SET EXERCISE: Pick up the article on reviving the Long Island Algonquian language and write what follows its last sentence.

TEXT SEGMENT:
···
Language Awakening: Erasure & Resurgence of Long Island Algonquian

For decades, the Indigenous people of Long Island have worked hard at revitalizing Long Island Algonquian, their mother tongue which has no living fluent speakers. In 2017, Stony Brook University committed its resources to helping the effort by establishing the Algonquian Language Revitalization Project.
Members of the Algonquian Revitalization Project shared the latest on their efforts during a recent Indigenous art exhibit, Weaving Words, Weaving Worlds, at the Zuccaire Art Gallery.
“A lot has been written about revitalization,” said New York State Justice Lizbeth Gonzalez, who serves on the Appellate Division, First Department, leads the Algonquian Language Revitalization Program and helped organize the exhibit. “What it really means has everything to do with standing up for your people, and fighting back against assimilation.”
Assimilation — for the better part of American history, Indigenous children were yanked from their homes and plopped into Indian boarding schools, where students were beaten when caught speaking their mother tongue, denied food, placed in solitary confinement and accused of Satanism. Lye soap was thrust into their mouths to cleanse them of the devil. The kids would come home, once or twice a year, to the reservations. They were quieter, almost strangers, and that’s how Long Island Algonquian faded away, experts say.
“What we’re doing,” Lizbeth continued, “is challenging as there are no fluent speakers. There’s a race to record the wisdom of elders before they pass away so that the language’s wonderful words and sayings and funny stories don’t get lost.”
Lizbeth takes issue with Algonquian being described as a dead language family. It’s dormant, she insisted — asleep, not dead.
Long Island is home to two indigenous tribes that have state recognition: The Shinnecock, who are also federally recognized and whose territory is in Southampton, and the Unkechaug, who reside on the Poospatuck reservation in Mastic. A third, the Montaukett were denied it. Montaukett recognition legislation has been vetoed six times in the past decade, most recently in December, by Gov. Kathy Hochul. All three speak an Algonquian dialect
Back at the art gallery, four Native Americans came to discuss their work on display at the gallery.
“I want to start,” said the discussion leader, a member of the Shinnecock Nation and a Stony Brook alum, “by acknowledging that we’re on the traditional lands of the Setalcott People, who still maintain a descendant community just a five minute drive from Stony Brook University.”
The man to his right wore a felt ranger hat from which two jet black braids hung. His skin was caramel and a seashell necklace, handmade, dangled on his chest.
···
DATASET:
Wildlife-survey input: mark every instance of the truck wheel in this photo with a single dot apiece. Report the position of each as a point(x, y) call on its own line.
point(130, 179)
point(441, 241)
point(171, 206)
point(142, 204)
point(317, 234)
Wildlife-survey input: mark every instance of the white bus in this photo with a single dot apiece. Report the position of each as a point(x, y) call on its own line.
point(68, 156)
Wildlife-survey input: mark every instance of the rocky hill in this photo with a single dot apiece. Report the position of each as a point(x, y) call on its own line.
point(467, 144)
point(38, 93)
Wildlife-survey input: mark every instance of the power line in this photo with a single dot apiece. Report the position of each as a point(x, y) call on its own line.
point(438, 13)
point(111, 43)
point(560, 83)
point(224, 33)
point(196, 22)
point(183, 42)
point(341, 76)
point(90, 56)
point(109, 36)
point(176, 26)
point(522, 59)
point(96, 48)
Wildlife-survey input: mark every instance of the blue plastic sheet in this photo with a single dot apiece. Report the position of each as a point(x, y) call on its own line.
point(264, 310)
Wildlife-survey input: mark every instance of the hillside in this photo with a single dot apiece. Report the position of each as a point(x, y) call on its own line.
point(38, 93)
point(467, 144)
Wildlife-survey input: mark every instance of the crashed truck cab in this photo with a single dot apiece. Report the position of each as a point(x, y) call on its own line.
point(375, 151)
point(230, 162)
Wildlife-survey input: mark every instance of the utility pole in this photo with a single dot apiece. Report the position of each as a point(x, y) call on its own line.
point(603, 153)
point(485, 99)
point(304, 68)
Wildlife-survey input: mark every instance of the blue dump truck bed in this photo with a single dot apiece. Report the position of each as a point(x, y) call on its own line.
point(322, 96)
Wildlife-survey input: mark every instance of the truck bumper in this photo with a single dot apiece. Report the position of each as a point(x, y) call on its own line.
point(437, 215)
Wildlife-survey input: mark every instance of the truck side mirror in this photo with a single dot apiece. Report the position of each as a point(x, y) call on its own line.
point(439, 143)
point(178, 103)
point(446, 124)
···
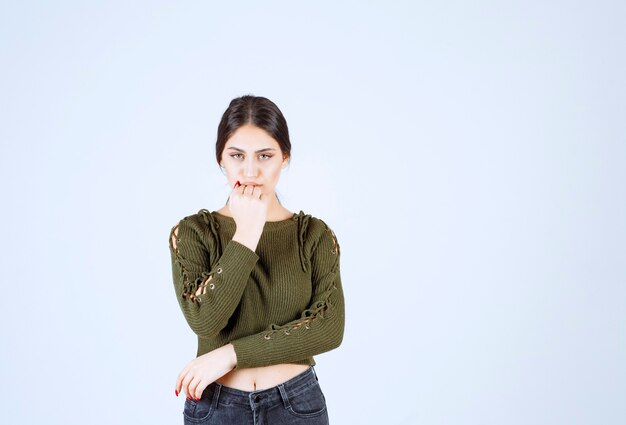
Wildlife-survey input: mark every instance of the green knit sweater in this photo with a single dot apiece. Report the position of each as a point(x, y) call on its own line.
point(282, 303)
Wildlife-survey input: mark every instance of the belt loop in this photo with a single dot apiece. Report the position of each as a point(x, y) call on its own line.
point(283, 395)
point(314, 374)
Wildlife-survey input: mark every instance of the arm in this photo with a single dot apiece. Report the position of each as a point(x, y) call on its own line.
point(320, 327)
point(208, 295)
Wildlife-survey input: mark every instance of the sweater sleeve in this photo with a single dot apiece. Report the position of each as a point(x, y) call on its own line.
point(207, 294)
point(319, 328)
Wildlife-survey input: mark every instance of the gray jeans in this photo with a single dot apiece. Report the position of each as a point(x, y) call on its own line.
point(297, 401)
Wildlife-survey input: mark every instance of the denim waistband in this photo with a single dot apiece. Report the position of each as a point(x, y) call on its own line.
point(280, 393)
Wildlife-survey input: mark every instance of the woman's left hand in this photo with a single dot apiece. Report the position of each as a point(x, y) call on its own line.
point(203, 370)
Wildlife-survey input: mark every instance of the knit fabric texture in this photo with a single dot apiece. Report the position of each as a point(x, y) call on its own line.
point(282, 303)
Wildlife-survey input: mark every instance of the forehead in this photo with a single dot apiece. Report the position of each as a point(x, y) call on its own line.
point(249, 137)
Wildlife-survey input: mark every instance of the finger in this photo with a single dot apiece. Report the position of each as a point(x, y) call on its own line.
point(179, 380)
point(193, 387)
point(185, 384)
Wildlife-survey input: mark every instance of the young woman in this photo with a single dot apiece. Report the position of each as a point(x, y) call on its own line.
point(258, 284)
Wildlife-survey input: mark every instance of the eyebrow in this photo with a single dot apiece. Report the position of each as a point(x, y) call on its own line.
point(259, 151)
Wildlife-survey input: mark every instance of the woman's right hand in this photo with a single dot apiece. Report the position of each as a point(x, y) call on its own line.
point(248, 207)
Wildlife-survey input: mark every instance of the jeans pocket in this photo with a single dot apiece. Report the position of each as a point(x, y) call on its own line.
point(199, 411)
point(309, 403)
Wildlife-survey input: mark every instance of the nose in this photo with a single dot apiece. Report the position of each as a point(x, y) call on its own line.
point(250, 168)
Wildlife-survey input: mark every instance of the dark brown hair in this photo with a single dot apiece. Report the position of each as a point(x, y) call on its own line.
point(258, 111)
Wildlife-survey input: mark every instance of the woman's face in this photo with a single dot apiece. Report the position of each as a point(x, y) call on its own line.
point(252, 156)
···
OUTPUT OF THE EXERCISE:
“Hello everyone, my name is Tecumseh,” he said. “I’m Unkechaug, I’m Turkey Clan and I’m a wampum carver and cultural consultant.”

He’s also Matinecock, Montaukett, and a former student of the Revitalization Program.
“There’s this intentional disconnect,” he said, “that colonialism pushes with our connection to our land, our connection to our food, our connection to our animal relatives…”
Tecumseh paused, pondered for a moment. His contribution to the gallery hung beside him. Titled Water Connects Us All, a water droplet’s silhouette was filled with dozens of indigenous words for water: Nebi, Nupi, Nipi…
“We use the word ku-nahakahki — everyone’s — to understand our relationship to Mother Earth,” he continued. “We never use the word nu-nahakahki, which means mine and not yours. That’s not how we think of it.”
He explained that attitudes exist in language systems, and that to quell a language is to suffocate a worldview. He gave an example:
“The word we use often to greet is aquy (uh-kway). It’s often thought of as hello, but what it really means is I see the light in you. We don’t just say aquy to humans. We say aquy to the animals, to the trees, because all of those are living beings, and that speaks to how we view all of creation as our relatives.”
Revitalization, he believes, can succeed only if the many Algonquian dialect speakers — across Long Island, across America — come together. Their words denoting water, after all, are strikingly similar.
Leighton Delgado is one of the founders of the Algonquian Revitalization project at Stony Brook. He’s also the linguist tasked with assembling the latest Long Island Algonquian dictionary, his project of several years.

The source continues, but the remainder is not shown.